Exercise brief => Write out, word for word, every line from the one containing "Shelf-audit task: drop a dot on every instance of the palo" through the final line of the records.

Items from a data source:
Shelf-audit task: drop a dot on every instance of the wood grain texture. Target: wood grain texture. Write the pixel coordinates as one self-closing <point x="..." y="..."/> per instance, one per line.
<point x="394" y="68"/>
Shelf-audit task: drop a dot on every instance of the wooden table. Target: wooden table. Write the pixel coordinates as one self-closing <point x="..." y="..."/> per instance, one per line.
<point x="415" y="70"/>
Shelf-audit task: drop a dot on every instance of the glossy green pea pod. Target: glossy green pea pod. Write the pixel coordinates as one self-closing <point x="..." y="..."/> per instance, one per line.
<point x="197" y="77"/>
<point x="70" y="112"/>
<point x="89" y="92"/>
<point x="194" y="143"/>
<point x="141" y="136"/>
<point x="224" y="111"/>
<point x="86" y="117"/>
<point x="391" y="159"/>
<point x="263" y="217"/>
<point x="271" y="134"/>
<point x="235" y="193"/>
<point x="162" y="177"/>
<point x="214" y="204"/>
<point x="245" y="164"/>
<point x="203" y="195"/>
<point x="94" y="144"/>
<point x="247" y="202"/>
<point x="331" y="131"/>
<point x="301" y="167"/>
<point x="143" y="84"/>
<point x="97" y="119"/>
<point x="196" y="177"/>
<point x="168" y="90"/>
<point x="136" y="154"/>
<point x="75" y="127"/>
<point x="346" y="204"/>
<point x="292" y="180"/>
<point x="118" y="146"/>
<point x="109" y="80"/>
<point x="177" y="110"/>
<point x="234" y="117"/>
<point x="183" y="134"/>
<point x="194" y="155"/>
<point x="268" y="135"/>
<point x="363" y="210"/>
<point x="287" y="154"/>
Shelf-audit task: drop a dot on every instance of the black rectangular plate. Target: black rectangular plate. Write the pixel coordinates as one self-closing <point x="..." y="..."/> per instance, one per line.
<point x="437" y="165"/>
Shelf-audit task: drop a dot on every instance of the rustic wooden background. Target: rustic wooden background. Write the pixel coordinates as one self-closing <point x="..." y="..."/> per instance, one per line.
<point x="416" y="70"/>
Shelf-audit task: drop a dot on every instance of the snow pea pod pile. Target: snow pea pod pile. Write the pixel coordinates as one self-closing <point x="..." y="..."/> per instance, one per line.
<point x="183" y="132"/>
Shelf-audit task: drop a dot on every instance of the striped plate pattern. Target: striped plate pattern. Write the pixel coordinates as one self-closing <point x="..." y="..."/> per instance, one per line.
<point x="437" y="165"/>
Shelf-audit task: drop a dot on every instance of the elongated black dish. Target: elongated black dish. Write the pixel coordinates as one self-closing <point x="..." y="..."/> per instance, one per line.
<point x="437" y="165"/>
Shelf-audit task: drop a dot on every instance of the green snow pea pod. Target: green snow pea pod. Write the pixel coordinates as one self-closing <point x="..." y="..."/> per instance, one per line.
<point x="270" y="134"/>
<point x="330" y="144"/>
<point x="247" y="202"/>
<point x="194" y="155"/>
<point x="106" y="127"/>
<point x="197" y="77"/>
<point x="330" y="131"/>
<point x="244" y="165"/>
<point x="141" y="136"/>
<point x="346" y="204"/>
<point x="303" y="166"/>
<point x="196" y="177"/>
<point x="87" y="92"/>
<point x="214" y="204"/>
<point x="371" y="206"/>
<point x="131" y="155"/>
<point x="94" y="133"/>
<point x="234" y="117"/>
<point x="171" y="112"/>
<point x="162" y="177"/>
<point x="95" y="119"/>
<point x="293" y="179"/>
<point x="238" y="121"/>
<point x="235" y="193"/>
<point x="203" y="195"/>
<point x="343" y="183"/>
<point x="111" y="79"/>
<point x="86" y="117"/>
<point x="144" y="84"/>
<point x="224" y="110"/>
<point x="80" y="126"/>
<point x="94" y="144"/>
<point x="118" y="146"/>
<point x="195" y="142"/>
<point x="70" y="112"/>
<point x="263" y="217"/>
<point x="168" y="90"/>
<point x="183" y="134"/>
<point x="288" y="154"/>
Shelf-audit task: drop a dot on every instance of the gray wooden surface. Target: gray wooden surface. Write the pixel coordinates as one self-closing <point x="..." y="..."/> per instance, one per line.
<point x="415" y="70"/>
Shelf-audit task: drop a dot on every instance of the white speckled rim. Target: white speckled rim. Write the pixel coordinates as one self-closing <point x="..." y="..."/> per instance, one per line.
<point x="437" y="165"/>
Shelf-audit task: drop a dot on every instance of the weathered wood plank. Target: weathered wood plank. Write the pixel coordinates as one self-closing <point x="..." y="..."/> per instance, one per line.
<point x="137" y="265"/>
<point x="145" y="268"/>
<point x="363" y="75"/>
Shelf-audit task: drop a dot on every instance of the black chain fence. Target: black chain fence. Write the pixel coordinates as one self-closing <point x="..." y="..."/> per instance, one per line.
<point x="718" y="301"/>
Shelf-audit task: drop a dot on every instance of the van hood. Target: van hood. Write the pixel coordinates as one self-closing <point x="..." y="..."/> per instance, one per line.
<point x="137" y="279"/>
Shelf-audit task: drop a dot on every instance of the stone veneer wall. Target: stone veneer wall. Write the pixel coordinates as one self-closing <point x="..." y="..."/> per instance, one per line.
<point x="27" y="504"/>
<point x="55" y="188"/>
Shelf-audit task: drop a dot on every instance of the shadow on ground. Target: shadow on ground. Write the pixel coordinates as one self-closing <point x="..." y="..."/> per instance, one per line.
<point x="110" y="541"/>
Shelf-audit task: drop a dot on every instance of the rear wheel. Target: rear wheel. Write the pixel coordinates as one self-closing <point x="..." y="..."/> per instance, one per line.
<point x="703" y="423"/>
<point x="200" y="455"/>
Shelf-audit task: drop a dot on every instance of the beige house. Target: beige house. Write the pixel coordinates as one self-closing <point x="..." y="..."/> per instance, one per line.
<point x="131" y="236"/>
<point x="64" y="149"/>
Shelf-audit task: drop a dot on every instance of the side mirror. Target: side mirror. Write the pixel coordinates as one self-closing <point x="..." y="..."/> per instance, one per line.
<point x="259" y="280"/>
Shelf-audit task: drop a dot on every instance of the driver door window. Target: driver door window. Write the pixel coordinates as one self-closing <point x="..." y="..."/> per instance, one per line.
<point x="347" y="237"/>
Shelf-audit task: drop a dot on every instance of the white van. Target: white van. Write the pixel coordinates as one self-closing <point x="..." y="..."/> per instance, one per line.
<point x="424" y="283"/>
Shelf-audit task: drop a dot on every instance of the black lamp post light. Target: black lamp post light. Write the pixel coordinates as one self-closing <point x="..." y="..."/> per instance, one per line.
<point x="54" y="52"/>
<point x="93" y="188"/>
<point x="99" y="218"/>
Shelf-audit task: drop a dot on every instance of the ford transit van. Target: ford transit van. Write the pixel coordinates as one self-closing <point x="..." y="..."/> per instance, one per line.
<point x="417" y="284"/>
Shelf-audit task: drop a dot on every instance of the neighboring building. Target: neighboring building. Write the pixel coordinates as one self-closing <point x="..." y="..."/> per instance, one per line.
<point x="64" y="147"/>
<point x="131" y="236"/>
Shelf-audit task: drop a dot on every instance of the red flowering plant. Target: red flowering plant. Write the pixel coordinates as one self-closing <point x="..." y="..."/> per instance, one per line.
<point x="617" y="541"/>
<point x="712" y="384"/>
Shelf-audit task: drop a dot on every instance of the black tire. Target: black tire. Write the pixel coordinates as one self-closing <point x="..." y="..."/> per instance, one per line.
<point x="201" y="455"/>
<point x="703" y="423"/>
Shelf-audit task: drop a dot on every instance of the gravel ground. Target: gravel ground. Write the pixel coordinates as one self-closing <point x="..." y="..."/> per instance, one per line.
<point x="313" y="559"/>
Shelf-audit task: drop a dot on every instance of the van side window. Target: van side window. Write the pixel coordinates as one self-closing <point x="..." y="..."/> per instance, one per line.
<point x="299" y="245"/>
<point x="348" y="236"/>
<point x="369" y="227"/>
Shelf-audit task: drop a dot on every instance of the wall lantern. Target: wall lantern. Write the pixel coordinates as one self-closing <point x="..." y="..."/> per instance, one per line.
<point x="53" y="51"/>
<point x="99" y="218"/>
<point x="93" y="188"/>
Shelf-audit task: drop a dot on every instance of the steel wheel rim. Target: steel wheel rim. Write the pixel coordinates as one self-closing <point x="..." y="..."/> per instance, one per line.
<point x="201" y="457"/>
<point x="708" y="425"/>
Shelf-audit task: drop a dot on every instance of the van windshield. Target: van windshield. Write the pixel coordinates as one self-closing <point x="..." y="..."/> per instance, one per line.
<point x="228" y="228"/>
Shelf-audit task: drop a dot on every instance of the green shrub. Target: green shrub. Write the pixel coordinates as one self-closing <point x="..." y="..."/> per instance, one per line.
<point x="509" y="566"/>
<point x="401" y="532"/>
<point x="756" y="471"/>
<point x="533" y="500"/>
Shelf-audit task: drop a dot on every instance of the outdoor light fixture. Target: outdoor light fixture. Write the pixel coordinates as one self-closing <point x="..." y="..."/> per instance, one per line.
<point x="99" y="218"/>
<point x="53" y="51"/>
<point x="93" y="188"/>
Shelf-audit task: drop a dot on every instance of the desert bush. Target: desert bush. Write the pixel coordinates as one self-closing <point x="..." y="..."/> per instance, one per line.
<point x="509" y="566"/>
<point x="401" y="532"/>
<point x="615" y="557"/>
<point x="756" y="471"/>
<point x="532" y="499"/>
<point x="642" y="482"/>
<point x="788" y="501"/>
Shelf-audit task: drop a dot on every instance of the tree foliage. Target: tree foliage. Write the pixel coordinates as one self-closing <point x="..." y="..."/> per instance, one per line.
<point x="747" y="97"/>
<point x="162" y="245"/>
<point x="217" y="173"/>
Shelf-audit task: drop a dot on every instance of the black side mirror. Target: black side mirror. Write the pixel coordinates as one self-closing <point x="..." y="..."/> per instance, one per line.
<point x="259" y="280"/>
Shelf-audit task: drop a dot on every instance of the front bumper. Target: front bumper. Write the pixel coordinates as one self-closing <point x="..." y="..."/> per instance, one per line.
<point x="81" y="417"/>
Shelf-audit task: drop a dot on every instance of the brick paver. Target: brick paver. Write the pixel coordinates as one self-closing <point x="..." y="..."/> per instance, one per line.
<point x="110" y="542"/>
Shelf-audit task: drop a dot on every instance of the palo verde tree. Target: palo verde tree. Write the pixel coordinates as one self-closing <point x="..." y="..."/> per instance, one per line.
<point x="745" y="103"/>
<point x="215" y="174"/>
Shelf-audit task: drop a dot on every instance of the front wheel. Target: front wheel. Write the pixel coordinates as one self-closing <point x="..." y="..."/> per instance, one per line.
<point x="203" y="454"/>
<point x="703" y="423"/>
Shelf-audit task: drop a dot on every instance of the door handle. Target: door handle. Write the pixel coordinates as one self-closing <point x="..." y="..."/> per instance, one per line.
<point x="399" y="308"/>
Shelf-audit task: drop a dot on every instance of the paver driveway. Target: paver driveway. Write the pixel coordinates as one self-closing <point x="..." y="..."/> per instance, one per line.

Solution =>
Shelf-audit task: drop a dot on every instance of the palo verde tree. Target: palo verde tree. Write the pixel coordinates as one self-closing <point x="..." y="..."/> per instance, one per line.
<point x="745" y="103"/>
<point x="215" y="174"/>
Shelf-audit task: drop a dot on every instance of the front wheel. Target: front wheel. Write the pixel coordinates as one self-closing <point x="..." y="..."/> per instance, one per line.
<point x="203" y="454"/>
<point x="703" y="423"/>
Shelf-audit task: drop a dot on every instance of the door handle. Target: door handle. Write the pixel coordinates as one self-closing <point x="..." y="..."/> per instance, one per line.
<point x="399" y="308"/>
Shelf-audit task: drop a dot on every instance of the paver driveway. Target: paver driveway. Write the pixel coordinates as one self-closing <point x="..." y="..."/> per instance, one per line.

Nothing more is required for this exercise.